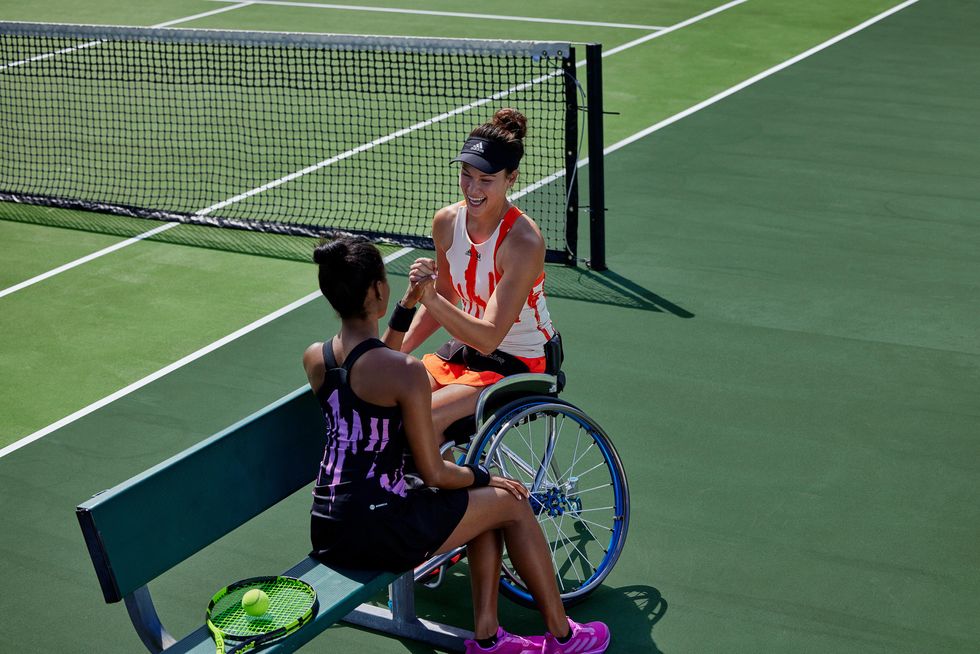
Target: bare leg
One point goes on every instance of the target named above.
(485, 554)
(492, 509)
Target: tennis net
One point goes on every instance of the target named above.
(277, 133)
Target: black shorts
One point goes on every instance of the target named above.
(396, 537)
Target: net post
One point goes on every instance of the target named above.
(597, 195)
(571, 159)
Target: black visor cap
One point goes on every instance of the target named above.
(487, 156)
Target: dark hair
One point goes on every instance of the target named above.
(508, 127)
(349, 266)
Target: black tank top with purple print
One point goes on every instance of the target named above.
(366, 456)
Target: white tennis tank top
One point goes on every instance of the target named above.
(473, 269)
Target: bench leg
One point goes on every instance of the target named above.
(402, 622)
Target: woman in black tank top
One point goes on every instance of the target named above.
(384, 496)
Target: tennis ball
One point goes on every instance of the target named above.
(255, 602)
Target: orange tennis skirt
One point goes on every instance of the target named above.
(446, 373)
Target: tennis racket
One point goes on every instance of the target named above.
(292, 603)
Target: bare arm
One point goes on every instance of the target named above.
(425, 325)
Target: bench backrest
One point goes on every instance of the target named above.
(143, 527)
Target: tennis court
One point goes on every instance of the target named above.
(784, 347)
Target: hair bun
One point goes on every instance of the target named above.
(330, 253)
(511, 120)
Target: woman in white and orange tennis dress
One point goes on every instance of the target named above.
(486, 286)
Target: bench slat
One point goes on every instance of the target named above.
(145, 526)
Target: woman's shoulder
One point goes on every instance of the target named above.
(443, 224)
(393, 365)
(525, 236)
(446, 214)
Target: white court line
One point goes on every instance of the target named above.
(453, 14)
(449, 114)
(85, 259)
(176, 21)
(760, 76)
(122, 244)
(160, 373)
(721, 96)
(95, 406)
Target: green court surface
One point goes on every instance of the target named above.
(784, 350)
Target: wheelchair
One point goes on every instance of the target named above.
(578, 489)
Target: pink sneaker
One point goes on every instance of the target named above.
(588, 638)
(508, 644)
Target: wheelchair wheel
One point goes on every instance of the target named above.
(578, 489)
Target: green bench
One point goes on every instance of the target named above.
(143, 527)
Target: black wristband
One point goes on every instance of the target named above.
(401, 318)
(481, 476)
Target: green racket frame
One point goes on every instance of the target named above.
(292, 604)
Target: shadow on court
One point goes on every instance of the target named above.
(607, 287)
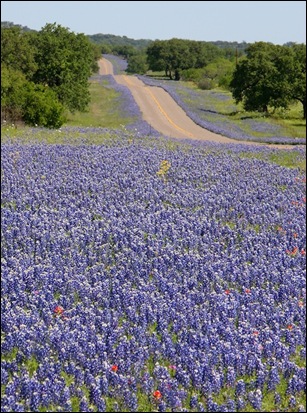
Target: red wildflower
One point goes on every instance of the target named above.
(157, 394)
(114, 368)
(58, 310)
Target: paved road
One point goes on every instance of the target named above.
(161, 111)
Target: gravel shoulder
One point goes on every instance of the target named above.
(161, 111)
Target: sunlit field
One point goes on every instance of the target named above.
(143, 273)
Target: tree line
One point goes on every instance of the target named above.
(45, 74)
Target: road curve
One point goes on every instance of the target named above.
(161, 111)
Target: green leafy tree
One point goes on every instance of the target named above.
(12, 93)
(65, 62)
(41, 107)
(176, 55)
(298, 75)
(17, 51)
(270, 76)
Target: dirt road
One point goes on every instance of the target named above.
(163, 113)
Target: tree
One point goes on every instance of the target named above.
(65, 62)
(175, 55)
(270, 76)
(298, 75)
(17, 52)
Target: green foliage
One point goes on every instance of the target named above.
(270, 76)
(42, 108)
(137, 64)
(176, 55)
(17, 51)
(65, 62)
(13, 84)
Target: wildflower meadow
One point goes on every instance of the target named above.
(143, 273)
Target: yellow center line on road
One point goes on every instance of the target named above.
(162, 110)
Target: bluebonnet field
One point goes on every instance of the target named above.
(201, 106)
(147, 274)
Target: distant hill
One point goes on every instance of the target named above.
(140, 44)
(7, 25)
(113, 40)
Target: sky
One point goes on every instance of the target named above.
(277, 22)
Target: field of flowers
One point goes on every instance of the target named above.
(142, 274)
(204, 108)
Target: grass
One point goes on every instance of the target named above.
(210, 107)
(104, 109)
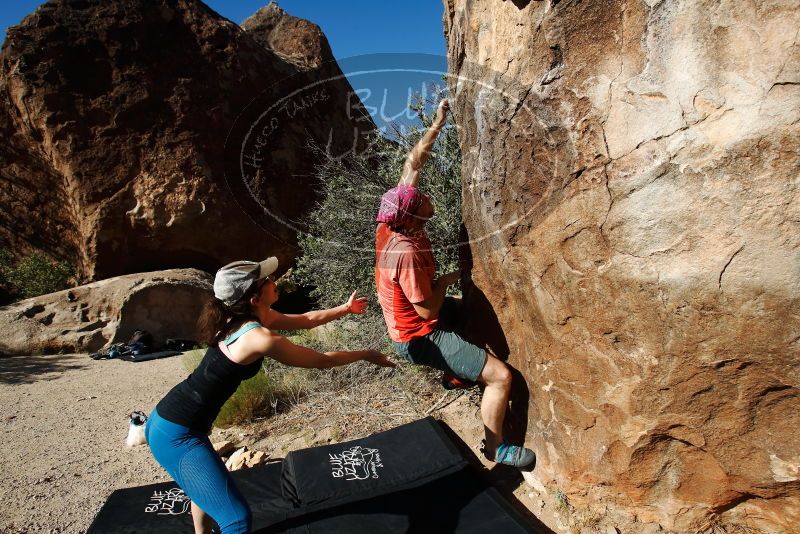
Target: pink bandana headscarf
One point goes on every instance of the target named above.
(399, 204)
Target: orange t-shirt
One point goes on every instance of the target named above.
(404, 273)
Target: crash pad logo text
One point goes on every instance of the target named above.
(170, 502)
(356, 463)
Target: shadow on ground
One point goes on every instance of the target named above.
(30, 369)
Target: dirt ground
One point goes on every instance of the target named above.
(65, 419)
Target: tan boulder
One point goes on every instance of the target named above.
(631, 187)
(89, 317)
(142, 135)
(238, 460)
(223, 448)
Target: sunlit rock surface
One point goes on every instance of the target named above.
(630, 182)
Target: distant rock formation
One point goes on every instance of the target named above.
(89, 317)
(631, 190)
(115, 116)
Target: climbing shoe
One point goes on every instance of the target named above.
(453, 382)
(512, 455)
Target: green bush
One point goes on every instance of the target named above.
(33, 275)
(251, 399)
(338, 248)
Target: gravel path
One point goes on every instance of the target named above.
(64, 422)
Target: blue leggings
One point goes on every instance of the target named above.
(189, 458)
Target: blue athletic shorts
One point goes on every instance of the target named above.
(446, 351)
(189, 458)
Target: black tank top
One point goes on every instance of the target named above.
(196, 401)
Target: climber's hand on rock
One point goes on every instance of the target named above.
(441, 112)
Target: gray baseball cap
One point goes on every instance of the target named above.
(232, 281)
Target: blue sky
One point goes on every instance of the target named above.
(354, 28)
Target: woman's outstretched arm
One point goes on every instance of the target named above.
(286, 352)
(314, 318)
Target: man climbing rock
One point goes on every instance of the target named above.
(411, 297)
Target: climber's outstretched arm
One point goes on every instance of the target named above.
(419, 154)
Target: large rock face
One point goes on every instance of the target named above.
(632, 195)
(114, 119)
(86, 318)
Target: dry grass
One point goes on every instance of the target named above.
(357, 399)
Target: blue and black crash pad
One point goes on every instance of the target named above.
(408, 479)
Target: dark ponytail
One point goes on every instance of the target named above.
(212, 325)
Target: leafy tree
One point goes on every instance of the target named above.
(338, 248)
(33, 275)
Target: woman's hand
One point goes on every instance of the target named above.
(378, 358)
(356, 304)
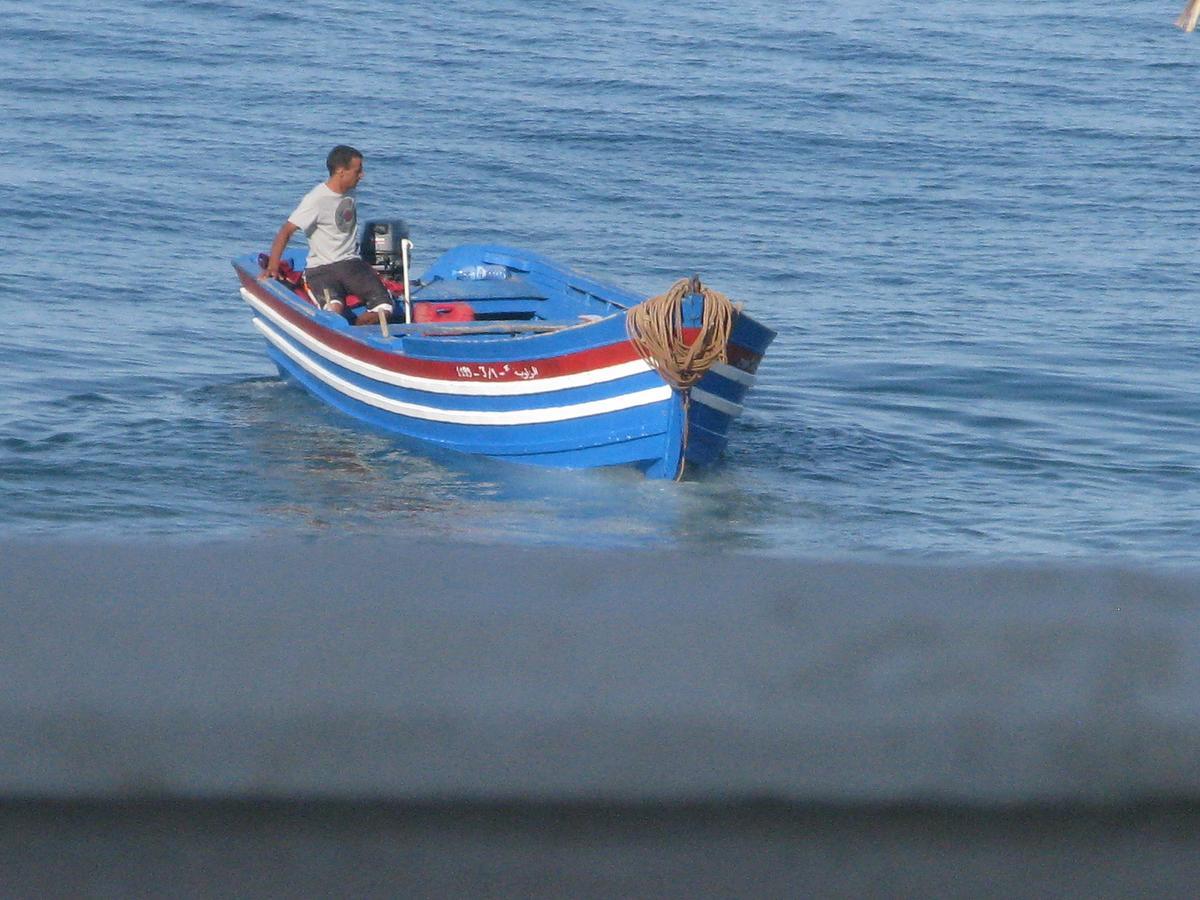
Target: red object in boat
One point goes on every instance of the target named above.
(443, 312)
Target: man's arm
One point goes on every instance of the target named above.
(281, 241)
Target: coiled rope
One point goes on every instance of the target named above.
(655, 328)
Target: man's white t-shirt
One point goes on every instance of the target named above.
(330, 221)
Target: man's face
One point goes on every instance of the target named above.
(351, 175)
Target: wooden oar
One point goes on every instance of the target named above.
(499, 328)
(1189, 16)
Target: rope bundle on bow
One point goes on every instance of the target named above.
(655, 328)
(1187, 19)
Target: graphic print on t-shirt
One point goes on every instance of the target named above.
(345, 215)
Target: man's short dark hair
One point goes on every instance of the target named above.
(340, 157)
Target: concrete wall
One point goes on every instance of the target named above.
(411, 715)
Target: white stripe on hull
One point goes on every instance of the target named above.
(719, 403)
(465, 417)
(733, 373)
(441, 385)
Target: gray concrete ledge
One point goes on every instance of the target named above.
(360, 850)
(415, 672)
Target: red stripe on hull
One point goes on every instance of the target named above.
(547, 367)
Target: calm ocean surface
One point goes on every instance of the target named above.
(975, 228)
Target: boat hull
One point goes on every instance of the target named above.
(580, 396)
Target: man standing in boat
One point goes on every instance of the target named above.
(329, 217)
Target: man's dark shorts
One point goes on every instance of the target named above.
(347, 276)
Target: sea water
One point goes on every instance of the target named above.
(973, 227)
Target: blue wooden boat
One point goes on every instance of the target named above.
(503, 353)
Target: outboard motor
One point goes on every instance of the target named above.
(379, 245)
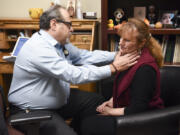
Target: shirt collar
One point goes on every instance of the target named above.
(48, 38)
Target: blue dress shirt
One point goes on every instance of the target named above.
(43, 74)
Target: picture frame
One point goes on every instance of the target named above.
(166, 16)
(71, 8)
(140, 12)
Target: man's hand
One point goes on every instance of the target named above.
(122, 63)
(108, 103)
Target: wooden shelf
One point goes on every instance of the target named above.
(154, 31)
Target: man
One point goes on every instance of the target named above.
(45, 68)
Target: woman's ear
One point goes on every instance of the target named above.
(53, 24)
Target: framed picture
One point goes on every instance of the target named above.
(71, 7)
(140, 12)
(165, 17)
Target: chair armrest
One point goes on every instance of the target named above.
(158, 122)
(31, 117)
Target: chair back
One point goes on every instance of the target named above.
(170, 85)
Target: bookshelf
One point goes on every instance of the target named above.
(108, 7)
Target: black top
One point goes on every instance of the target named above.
(141, 90)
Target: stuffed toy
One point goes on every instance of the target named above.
(119, 16)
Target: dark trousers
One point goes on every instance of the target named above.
(80, 105)
(98, 125)
(3, 128)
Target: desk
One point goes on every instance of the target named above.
(6, 70)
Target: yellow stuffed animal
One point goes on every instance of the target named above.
(110, 23)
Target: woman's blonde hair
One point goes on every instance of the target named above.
(144, 35)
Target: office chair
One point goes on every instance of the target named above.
(28, 121)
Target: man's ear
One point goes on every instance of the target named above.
(142, 44)
(53, 24)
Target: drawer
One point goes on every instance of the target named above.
(3, 45)
(82, 46)
(81, 38)
(1, 36)
(82, 25)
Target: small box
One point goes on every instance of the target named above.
(90, 15)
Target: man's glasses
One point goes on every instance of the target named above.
(68, 24)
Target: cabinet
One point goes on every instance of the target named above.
(10, 28)
(109, 6)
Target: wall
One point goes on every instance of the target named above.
(19, 8)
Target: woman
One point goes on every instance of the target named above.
(136, 89)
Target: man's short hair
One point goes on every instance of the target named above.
(52, 13)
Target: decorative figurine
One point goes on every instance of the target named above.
(110, 23)
(176, 20)
(119, 16)
(152, 15)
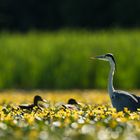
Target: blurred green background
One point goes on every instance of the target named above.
(61, 59)
(48, 44)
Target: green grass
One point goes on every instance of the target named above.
(60, 60)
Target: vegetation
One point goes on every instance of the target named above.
(61, 60)
(96, 119)
(54, 14)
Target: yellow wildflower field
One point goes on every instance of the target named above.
(94, 119)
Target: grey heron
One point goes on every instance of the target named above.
(37, 98)
(120, 99)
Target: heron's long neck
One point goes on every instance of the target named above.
(110, 79)
(35, 102)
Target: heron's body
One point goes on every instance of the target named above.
(120, 99)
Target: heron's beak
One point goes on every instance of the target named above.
(45, 101)
(100, 57)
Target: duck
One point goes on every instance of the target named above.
(72, 104)
(37, 98)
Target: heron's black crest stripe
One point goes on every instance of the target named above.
(110, 55)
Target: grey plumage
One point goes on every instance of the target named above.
(120, 99)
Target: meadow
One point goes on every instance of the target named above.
(61, 59)
(95, 119)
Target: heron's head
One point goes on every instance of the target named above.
(106, 57)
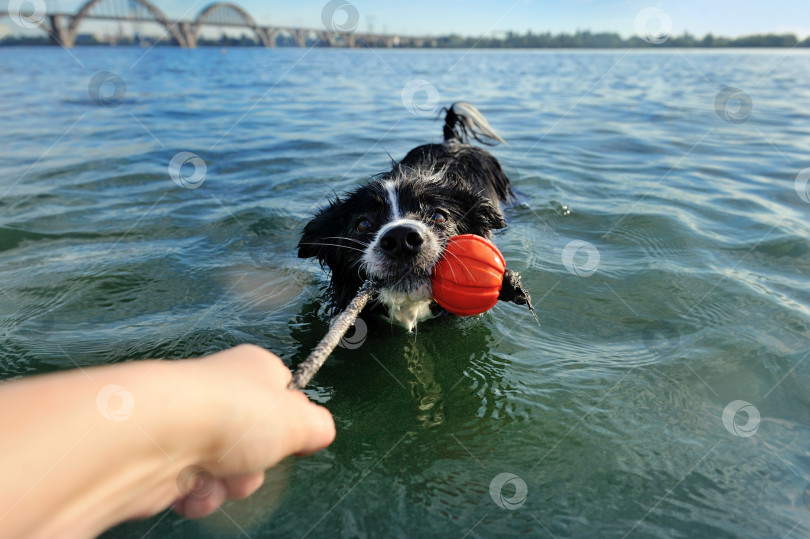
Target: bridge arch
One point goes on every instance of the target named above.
(158, 15)
(224, 9)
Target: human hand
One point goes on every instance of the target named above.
(251, 422)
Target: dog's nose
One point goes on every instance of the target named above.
(402, 241)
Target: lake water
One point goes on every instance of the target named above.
(663, 233)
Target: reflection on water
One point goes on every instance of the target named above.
(425, 390)
(699, 298)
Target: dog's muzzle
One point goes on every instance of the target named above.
(402, 241)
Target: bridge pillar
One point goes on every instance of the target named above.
(264, 39)
(189, 33)
(300, 37)
(328, 39)
(59, 33)
(272, 36)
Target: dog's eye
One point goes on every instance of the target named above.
(438, 217)
(364, 225)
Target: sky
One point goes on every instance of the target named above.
(481, 17)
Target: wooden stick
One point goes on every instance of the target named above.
(307, 369)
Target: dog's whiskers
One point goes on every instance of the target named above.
(333, 245)
(364, 244)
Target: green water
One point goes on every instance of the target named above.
(611, 414)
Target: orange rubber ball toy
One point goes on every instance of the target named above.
(468, 278)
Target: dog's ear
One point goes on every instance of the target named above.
(487, 216)
(512, 290)
(324, 224)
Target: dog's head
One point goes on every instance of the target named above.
(394, 230)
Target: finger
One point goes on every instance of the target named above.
(313, 427)
(244, 485)
(196, 506)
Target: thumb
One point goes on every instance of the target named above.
(313, 426)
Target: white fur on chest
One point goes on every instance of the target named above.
(408, 309)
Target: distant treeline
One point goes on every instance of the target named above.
(605, 40)
(512, 40)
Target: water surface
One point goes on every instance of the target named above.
(611, 412)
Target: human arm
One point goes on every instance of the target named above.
(86, 449)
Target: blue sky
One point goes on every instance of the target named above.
(480, 17)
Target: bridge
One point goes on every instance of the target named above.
(64, 27)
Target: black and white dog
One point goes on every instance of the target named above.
(395, 228)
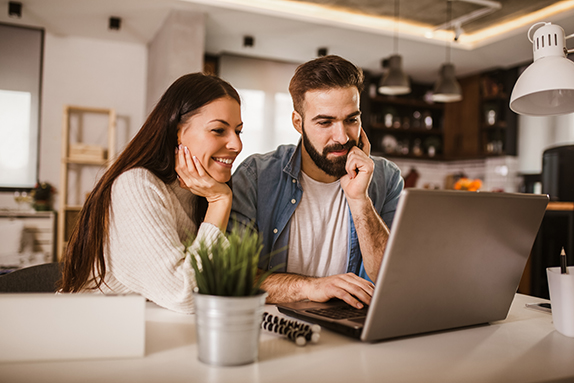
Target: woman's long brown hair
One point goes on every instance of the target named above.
(152, 148)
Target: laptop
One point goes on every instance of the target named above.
(453, 259)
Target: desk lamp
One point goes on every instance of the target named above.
(546, 87)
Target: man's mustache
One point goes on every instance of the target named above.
(339, 147)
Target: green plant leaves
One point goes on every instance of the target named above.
(228, 267)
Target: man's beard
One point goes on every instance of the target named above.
(335, 167)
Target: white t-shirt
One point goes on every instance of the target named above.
(319, 230)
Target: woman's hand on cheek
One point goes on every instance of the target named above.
(194, 177)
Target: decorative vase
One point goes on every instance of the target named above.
(228, 328)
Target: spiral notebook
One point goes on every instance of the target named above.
(453, 259)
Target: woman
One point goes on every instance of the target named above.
(168, 185)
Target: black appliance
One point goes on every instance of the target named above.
(558, 173)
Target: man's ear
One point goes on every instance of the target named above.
(297, 121)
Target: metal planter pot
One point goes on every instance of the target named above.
(228, 328)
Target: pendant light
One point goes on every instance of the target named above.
(546, 87)
(395, 81)
(447, 88)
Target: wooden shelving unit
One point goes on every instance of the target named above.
(402, 126)
(80, 154)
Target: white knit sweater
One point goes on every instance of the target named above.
(149, 221)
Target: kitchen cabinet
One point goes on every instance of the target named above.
(403, 126)
(411, 126)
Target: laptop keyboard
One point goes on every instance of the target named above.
(340, 312)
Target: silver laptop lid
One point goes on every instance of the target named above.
(453, 259)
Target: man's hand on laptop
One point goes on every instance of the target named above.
(349, 287)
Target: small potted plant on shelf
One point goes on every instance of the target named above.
(229, 303)
(43, 196)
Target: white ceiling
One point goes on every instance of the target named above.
(278, 35)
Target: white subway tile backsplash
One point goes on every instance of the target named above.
(496, 173)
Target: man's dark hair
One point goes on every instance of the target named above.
(323, 73)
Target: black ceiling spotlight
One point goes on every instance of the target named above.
(14, 9)
(115, 23)
(248, 41)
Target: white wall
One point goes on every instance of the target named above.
(87, 72)
(266, 105)
(536, 134)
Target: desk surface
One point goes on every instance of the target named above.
(523, 348)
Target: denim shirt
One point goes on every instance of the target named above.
(267, 190)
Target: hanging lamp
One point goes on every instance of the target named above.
(546, 87)
(395, 81)
(447, 88)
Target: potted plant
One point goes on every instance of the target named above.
(229, 303)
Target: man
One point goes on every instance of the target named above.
(324, 206)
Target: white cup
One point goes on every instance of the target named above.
(561, 288)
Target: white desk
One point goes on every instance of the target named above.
(523, 348)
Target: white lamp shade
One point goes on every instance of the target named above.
(446, 88)
(395, 81)
(546, 87)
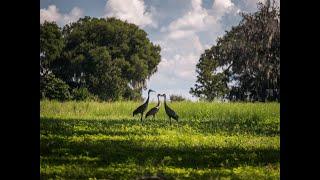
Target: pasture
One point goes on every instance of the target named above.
(92, 140)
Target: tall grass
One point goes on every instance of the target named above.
(103, 140)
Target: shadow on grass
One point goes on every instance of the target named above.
(121, 151)
(253, 125)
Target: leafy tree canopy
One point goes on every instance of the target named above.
(111, 58)
(245, 62)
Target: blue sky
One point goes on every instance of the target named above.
(183, 29)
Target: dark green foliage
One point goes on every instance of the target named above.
(176, 98)
(51, 41)
(52, 87)
(81, 94)
(111, 58)
(245, 62)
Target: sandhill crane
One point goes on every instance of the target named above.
(153, 111)
(169, 111)
(141, 109)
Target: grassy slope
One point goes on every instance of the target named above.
(81, 140)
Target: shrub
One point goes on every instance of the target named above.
(52, 87)
(81, 94)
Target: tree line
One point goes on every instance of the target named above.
(244, 65)
(105, 59)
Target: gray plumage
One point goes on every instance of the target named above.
(169, 111)
(153, 111)
(141, 109)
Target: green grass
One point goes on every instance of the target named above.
(83, 140)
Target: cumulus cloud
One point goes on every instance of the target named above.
(183, 46)
(52, 14)
(134, 11)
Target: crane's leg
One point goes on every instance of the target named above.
(141, 117)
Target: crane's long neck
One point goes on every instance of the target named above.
(147, 101)
(158, 102)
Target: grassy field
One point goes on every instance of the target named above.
(91, 140)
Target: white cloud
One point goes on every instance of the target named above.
(134, 11)
(52, 14)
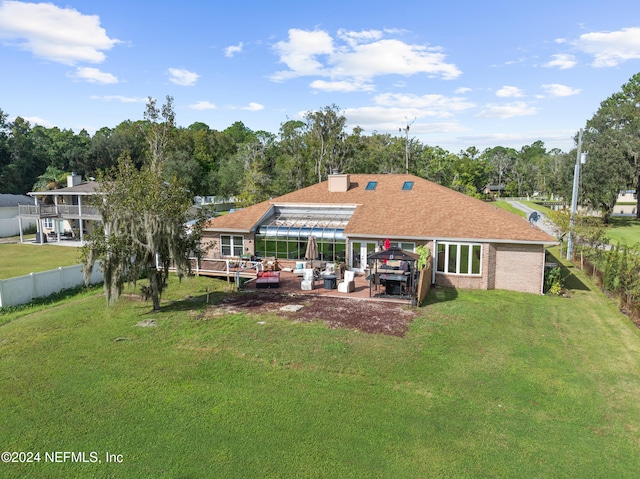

# # #

Request. Pull out every line of the material above that contains the string "laptop". Uppercase and lowercase letters count as different.

Solution to the problem.
Target: laptop
Target: laptop keyboard
Target: silver laptop lid
Target: man's hand on laptop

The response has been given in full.